-- Start of Raw data --

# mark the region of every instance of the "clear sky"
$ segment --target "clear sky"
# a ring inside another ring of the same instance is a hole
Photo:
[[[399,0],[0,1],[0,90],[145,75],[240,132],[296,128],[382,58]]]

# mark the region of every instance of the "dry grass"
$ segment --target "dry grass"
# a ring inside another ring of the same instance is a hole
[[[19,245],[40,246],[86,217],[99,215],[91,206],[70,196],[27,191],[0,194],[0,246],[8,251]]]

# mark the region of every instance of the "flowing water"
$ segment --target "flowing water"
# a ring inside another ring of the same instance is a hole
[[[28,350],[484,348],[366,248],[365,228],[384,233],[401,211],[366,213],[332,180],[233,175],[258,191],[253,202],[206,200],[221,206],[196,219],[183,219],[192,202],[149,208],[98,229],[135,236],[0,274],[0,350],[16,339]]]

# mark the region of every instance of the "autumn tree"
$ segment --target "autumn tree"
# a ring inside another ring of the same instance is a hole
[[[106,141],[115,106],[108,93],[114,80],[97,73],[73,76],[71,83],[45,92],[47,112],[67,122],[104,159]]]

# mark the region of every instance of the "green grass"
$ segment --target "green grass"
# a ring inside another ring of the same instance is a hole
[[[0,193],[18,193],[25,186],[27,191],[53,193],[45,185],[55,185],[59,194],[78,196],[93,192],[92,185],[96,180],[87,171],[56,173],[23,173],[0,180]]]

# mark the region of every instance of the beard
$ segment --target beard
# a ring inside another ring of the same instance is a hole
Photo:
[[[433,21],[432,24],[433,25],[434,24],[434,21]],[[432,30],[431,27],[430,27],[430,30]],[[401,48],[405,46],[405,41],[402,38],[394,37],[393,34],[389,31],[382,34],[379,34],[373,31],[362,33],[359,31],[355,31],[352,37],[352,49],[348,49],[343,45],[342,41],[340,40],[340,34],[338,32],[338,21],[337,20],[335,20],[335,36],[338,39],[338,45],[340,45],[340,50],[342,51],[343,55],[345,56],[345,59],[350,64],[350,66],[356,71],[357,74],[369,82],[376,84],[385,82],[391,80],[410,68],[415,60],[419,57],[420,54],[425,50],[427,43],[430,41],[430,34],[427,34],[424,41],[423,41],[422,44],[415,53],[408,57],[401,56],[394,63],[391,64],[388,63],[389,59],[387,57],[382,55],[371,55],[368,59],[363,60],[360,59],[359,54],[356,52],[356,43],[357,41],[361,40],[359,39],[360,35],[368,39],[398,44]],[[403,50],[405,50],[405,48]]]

-- End of Raw data --

Reproduce every line of the records above verbatim, from the first line to the last.

# mark the region of every instance of the "clear sky"
$ segment --target "clear sky"
# a ring inside another ring of the same instance is a hole
Photo:
[[[399,0],[0,1],[0,90],[145,75],[240,132],[296,128],[382,58]]]

# mark the region of every instance of the "dry grass"
$ segment --target "dry grass"
# a ring inside another ring of the same instance is a hole
[[[19,245],[40,246],[86,217],[99,215],[91,206],[70,196],[27,191],[0,194],[0,246],[8,251]]]

# mark the region of every instance of the "flowing water"
$ segment --target "flowing water"
# a ring inside another ring of the same instance is a hole
[[[28,350],[484,348],[366,248],[365,228],[384,233],[401,211],[366,213],[332,180],[233,175],[258,191],[253,202],[206,200],[221,206],[196,219],[183,219],[192,202],[149,208],[98,229],[135,236],[0,274],[0,350],[16,339]]]

# mark the region of every instance of the "autumn tree"
$ segment --target "autumn tree"
# a ring inside another ring of the same instance is a hole
[[[106,141],[115,106],[108,93],[114,80],[97,73],[73,76],[71,83],[45,92],[47,112],[67,122],[104,159]]]

# mark the region of every instance of the "green grass"
$ segment --target "green grass"
# a ring inside another ring of the same instance is a hole
[[[0,193],[18,193],[25,186],[27,191],[53,193],[45,185],[55,185],[59,194],[78,196],[93,192],[92,185],[96,180],[87,171],[56,173],[23,173],[0,180]]]

# mark the region of every instance of the beard
$ segment --target beard
# a ring inside another ring of the same instance is a hole
Photo:
[[[433,21],[432,24],[433,25],[434,24],[434,21]],[[432,30],[431,27],[430,27],[430,30]],[[401,48],[405,46],[405,41],[402,38],[394,37],[393,34],[389,31],[382,34],[379,34],[373,31],[362,33],[359,31],[355,31],[352,37],[352,49],[348,49],[343,45],[342,41],[340,40],[340,34],[338,32],[338,21],[337,20],[335,20],[335,36],[338,39],[338,45],[340,45],[340,50],[342,51],[343,55],[345,56],[345,59],[350,64],[350,66],[356,71],[357,74],[369,82],[376,84],[385,82],[391,80],[410,68],[415,60],[419,57],[420,54],[425,50],[427,43],[430,41],[430,34],[427,34],[424,41],[423,41],[422,44],[415,53],[408,57],[401,56],[394,63],[391,64],[388,63],[389,59],[387,57],[382,55],[371,55],[368,59],[363,60],[360,59],[359,54],[356,52],[356,43],[357,41],[361,40],[359,39],[360,35],[368,39],[398,44]],[[403,50],[405,50],[405,48]]]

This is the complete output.